+++ ENTRIES +++

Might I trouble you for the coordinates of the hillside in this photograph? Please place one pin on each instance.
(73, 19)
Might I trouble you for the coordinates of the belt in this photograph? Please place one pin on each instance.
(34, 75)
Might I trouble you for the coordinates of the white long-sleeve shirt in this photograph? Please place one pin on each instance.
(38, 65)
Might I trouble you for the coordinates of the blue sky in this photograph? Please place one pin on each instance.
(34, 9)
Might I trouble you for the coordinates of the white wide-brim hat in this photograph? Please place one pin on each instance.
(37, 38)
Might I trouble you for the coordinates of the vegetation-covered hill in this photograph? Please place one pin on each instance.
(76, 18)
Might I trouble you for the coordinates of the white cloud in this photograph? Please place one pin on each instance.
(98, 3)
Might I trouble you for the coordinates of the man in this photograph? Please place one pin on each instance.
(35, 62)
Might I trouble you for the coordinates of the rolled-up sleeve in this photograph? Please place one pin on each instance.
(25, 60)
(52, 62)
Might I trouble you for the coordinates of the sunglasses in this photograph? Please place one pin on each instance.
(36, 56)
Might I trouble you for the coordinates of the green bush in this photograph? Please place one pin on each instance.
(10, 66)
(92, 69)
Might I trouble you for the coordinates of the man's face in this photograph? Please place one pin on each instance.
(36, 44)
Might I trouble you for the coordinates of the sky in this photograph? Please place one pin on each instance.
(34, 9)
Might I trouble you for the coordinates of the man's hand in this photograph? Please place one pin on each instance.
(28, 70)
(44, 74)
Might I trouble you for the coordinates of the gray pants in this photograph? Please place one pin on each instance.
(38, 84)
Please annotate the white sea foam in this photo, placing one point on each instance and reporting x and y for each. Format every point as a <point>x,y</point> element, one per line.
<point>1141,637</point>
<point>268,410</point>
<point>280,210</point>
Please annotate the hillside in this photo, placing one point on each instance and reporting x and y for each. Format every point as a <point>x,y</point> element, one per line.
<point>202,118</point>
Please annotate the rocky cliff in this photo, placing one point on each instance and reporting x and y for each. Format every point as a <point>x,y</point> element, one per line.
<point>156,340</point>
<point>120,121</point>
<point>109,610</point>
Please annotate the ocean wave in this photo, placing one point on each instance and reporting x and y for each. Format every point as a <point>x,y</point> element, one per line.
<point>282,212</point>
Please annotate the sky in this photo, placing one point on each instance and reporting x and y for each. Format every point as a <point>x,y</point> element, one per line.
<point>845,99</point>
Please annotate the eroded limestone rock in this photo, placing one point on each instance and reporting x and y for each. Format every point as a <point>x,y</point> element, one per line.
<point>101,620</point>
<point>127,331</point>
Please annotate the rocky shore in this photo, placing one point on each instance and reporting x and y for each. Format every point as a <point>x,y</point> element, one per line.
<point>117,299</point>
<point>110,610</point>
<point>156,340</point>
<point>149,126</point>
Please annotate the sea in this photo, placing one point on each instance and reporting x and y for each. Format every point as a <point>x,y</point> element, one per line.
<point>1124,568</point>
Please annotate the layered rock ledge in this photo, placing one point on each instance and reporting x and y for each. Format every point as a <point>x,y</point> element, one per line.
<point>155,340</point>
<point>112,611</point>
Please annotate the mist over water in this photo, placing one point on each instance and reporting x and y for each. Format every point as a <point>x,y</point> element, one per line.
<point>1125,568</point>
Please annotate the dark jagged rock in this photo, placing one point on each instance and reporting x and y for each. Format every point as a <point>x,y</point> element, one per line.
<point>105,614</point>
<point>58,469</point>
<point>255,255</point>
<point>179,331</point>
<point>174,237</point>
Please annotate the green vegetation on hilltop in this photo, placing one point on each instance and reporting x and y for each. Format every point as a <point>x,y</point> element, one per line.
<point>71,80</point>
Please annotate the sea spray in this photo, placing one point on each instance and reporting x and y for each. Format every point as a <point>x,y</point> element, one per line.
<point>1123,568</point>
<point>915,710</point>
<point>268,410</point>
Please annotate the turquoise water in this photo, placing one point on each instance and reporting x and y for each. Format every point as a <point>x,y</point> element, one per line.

+++

EXERCISE TASK -
Beginning at the line where "Please annotate the rocky shore" appears, extract each line through the end of the data above; keep them exact and include nothing else.

RESULT FOR THIS EXERCISE -
Please annotate the rocky shore in this photo, placing one point on each instance and reporting x and y for each. Format every point as a <point>x,y</point> element, one per line.
<point>117,299</point>
<point>110,610</point>
<point>156,340</point>
<point>149,126</point>
Please annotate the sea in this photo, placing one point on each instance and reporting x and y for each. Format every point as a <point>x,y</point> element, one per line.
<point>1124,568</point>
Please annotate the layered rock ledge in this photo, placing one point on each instance and reporting x and y for each. Format every point as a <point>x,y</point> element, one per line.
<point>155,340</point>
<point>112,611</point>
Please annotate the mist over water in this photo, placing one point on each instance and reporting x and y for each. Format every point as a <point>x,y</point> element, one per line.
<point>1125,568</point>
Please annotate the dark jagged rock in this photo, placing one point on each instance and reporting x and y for each. Format every point as a <point>x,y</point> element, one per line.
<point>105,614</point>
<point>58,469</point>
<point>255,255</point>
<point>179,331</point>
<point>174,237</point>
Please annotate the green vegetation on hilltop in this photo, placing one point on each instance and reporting x and y for each. Format every point as a <point>x,y</point> element, one per line.
<point>71,80</point>
Please annotate the sea spray in this photo, placing one point on each instance and reporting x and y for each. Format every point as a <point>x,y</point> element, one per line.
<point>1123,568</point>
<point>915,710</point>
<point>268,410</point>
Please annotate the turquoise water in this photo, placing one point on each instance and reporting x and y for each. Format every point as a <point>x,y</point> element, one per line.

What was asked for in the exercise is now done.